--- start ---

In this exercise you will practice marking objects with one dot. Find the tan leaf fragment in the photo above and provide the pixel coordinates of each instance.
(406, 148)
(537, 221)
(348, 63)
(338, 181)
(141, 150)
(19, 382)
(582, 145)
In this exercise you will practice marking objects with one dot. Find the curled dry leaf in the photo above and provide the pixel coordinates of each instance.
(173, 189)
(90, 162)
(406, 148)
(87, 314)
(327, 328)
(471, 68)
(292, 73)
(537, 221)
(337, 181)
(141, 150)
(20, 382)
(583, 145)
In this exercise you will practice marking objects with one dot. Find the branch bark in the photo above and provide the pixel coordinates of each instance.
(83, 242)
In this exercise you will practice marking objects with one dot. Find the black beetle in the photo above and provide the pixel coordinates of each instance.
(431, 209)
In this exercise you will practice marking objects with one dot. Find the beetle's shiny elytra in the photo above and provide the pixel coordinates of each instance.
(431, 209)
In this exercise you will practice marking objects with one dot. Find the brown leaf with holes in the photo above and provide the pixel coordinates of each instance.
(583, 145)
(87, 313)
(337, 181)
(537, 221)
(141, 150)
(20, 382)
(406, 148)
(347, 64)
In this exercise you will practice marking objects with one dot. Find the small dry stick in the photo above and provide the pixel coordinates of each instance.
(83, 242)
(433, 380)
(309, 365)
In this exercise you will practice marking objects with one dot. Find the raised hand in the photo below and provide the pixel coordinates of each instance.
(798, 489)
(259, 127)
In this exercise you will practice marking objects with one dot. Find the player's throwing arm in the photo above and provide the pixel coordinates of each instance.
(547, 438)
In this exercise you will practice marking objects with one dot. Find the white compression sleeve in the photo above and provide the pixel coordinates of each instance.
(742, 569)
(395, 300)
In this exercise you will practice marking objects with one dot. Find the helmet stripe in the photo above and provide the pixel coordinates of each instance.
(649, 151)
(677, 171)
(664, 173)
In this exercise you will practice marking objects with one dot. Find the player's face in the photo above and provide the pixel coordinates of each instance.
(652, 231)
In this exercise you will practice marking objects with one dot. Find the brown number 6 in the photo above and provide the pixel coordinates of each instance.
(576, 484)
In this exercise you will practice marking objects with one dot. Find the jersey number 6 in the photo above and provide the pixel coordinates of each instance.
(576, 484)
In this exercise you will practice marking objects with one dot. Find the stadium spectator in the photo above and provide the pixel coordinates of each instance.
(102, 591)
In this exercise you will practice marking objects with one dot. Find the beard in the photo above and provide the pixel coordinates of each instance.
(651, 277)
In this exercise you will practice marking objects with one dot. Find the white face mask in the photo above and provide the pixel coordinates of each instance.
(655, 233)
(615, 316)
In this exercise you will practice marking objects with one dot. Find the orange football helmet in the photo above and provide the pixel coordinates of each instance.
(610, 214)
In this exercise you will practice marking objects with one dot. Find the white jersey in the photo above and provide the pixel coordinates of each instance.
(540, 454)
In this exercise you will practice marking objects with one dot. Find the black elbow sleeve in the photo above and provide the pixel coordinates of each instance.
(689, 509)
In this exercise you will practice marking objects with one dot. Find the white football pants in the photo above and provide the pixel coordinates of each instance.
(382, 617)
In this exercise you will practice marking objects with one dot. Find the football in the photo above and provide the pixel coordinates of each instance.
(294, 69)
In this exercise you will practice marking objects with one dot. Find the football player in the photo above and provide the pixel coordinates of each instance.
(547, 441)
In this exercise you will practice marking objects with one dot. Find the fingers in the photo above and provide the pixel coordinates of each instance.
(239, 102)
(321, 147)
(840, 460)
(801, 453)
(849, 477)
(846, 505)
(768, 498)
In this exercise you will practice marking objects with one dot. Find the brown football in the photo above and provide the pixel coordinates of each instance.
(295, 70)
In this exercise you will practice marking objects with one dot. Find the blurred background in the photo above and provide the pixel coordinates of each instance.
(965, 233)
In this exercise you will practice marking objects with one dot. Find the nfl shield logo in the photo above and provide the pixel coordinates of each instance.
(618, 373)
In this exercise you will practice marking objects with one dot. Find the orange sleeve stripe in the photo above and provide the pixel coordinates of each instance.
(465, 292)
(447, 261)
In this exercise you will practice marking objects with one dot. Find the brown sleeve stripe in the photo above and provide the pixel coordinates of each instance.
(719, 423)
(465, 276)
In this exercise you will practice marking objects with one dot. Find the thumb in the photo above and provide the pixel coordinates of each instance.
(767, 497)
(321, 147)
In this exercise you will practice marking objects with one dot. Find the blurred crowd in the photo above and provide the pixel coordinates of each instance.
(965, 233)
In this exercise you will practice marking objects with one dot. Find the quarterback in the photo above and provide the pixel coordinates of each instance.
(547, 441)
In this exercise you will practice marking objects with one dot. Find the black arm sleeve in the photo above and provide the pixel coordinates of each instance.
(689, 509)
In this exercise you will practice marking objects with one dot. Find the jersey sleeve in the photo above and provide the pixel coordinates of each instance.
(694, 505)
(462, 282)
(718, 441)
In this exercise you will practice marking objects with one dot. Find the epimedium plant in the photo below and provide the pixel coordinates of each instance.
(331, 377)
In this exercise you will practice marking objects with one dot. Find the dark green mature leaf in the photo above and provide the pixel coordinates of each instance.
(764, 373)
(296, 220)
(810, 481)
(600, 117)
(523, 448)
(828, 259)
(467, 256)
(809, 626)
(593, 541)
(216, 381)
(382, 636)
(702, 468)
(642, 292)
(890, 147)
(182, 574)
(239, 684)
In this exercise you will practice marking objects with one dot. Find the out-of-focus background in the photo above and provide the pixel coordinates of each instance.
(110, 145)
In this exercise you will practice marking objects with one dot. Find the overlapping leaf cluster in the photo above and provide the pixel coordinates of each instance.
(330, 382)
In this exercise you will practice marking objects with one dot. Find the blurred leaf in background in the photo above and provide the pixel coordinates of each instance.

--- end ---

▶ [WRITTEN EXERCISE] Return, word for word, every line from the line with "the brown sleeve" to the final line of the data.

▶ [RESULT]
In this exercise you will practice marking objects with one dot. Find the brown sleeve stripe in the photo above and provide the pixel coordinates of each instance.
(719, 423)
(465, 276)
In this exercise you will practice marking objects with one dot. Find the thumb in the photo above and provide the pixel coordinates of each instance.
(767, 497)
(321, 147)
In this exercise you will practice marking objects with one dot. Find the blurred crowd in the photo above and provide the pixel coordinates of each instance.
(965, 233)
In this exercise you will practice marking objects with one dot. Find the quarterback in the photo above and provide the pixel coordinates of each instance.
(547, 441)
In this exercise you will practice marking objects with one dot. Find the black arm sleeve in the photo above and provide the pixel coordinates of each instance.
(689, 509)
In this exercise you will practice marking objects with one dot. Find the jersey sleeve in the photo above and provide the pixel coordinates of each instance.
(694, 505)
(462, 282)
(718, 441)
In this exercise you will practice marking objects with one dot. Find the epimedium plant in the photo below and provide the pixel coordinates of each instance.
(331, 377)
In this exercise you will practice marking objects with one dot. Find the dark green mature leaf in the photo above and provide the pixel coordinates of each instance.
(764, 373)
(296, 220)
(810, 481)
(600, 117)
(523, 448)
(828, 259)
(467, 256)
(809, 626)
(593, 541)
(216, 381)
(382, 636)
(702, 468)
(642, 292)
(890, 147)
(182, 574)
(239, 684)
In this exercise you will practice marking objects with one dot. Find the out-of-focus background in the photo above and provide the pixel coordinates of each instance.
(110, 145)
In this exercise you will practice marking objects with one dot. Find the overlapping leaf cluster in the photo above and provide the pixel coordinates of each instance.
(330, 382)
In this exercise you will practice marking objects with one dot. Find the blurred leaf in background in the photo above and provide the pixel coordinates of each instance.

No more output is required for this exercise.